[start TEXT PASSAGE]

The answer to that question is, “Sort of, but you should figure out if you deserved to be towed before you do.”

We'll get to that.

As we all know, the best way to avoid getting towed is to avoid parking where you’re not supposed to. But there are times when cars get towed when they shouldn’t have been, so here goes.

You should have a four-step plan when it comes to fighting the tow:

1. Preserve the evidence

This is the step that’ll determine whether you should fight or pay the fees and move on. If you come back to where you parked and your car is not where you left it, look for signs designating the area as restricted parking. Take pictures of the signs, and take pictures of where your car was parked. If you can, get the names and contact information of anyone there — witnesses are good. Make a note of what time you parked and what time you got back.

2. Get your car back (although you don’t have to do this before you request a hearing)

[end TEXT PASSAGE]

- **DIRECTIONS FOR THIS TASK**
Copy from the passage on contesting a towed car, word for word, the part that opens with the words containing "We'll get to" and closes with "so here goes.".

[start SUPPLIED INFORMATION]

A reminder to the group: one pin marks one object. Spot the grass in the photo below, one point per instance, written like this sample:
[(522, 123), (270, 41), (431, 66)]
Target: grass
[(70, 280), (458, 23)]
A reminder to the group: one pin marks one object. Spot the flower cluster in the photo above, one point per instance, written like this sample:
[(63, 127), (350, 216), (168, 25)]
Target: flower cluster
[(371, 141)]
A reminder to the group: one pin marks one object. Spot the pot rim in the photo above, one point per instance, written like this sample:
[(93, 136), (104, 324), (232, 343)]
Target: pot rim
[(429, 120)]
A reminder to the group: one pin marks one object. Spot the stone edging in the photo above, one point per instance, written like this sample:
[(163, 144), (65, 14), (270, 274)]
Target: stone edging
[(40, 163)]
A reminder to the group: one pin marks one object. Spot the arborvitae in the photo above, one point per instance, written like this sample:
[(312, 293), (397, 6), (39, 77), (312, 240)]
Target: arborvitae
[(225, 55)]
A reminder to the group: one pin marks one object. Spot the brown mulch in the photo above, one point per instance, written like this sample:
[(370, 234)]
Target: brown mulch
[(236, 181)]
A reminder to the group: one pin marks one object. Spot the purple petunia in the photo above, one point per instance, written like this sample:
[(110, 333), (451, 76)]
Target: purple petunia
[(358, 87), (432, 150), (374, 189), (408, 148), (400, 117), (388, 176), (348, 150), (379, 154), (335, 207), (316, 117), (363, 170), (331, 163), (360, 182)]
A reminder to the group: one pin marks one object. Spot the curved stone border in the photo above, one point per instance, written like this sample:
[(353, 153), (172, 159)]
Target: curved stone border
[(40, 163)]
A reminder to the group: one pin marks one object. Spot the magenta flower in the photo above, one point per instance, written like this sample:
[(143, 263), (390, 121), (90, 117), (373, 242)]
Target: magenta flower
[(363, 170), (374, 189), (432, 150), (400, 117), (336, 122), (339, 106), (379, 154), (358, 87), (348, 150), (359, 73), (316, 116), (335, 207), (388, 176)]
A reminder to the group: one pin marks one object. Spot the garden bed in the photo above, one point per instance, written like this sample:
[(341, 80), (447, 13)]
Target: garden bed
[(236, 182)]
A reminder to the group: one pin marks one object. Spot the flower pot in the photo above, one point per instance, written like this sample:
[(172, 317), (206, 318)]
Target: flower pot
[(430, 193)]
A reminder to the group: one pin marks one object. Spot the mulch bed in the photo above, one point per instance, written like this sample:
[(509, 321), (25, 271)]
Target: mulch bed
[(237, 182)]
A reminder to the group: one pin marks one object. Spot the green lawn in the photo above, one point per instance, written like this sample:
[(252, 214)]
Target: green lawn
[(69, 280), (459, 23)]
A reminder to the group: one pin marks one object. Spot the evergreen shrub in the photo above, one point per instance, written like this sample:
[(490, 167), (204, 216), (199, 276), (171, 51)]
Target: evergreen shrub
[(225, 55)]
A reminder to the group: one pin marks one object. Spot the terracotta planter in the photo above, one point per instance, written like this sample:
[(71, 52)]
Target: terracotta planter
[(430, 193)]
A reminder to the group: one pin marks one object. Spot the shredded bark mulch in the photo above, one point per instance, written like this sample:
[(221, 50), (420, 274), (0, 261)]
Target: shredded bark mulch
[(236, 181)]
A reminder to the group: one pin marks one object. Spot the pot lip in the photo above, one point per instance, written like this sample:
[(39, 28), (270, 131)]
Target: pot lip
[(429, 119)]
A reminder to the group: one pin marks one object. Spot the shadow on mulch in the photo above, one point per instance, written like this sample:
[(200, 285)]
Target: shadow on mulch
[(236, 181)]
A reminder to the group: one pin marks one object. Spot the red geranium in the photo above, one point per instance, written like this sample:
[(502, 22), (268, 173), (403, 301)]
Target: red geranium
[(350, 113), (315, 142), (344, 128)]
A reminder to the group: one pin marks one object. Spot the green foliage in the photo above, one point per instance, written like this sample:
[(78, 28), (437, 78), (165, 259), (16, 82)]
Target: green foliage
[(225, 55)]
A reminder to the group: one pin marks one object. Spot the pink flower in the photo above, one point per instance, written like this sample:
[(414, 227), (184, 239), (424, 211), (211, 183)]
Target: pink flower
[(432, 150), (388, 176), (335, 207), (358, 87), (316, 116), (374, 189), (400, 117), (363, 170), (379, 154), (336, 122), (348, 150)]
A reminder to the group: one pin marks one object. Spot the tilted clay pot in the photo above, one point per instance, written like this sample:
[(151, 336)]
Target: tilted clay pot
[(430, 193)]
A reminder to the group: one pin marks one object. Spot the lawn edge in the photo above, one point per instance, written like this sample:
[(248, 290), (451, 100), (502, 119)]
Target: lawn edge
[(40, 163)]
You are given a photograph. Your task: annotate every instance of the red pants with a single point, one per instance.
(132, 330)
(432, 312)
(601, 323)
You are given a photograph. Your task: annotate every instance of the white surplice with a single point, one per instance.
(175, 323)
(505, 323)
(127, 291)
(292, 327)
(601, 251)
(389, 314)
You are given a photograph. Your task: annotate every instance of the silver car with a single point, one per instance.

[end SUPPLIED INFORMATION]

- **THE SOLUTION**
We'll get to that.

As we all know, the best way to avoid getting towed is to avoid parking where you’re not supposed to. But there are times when cars get towed when they shouldn’t have been, so here goes.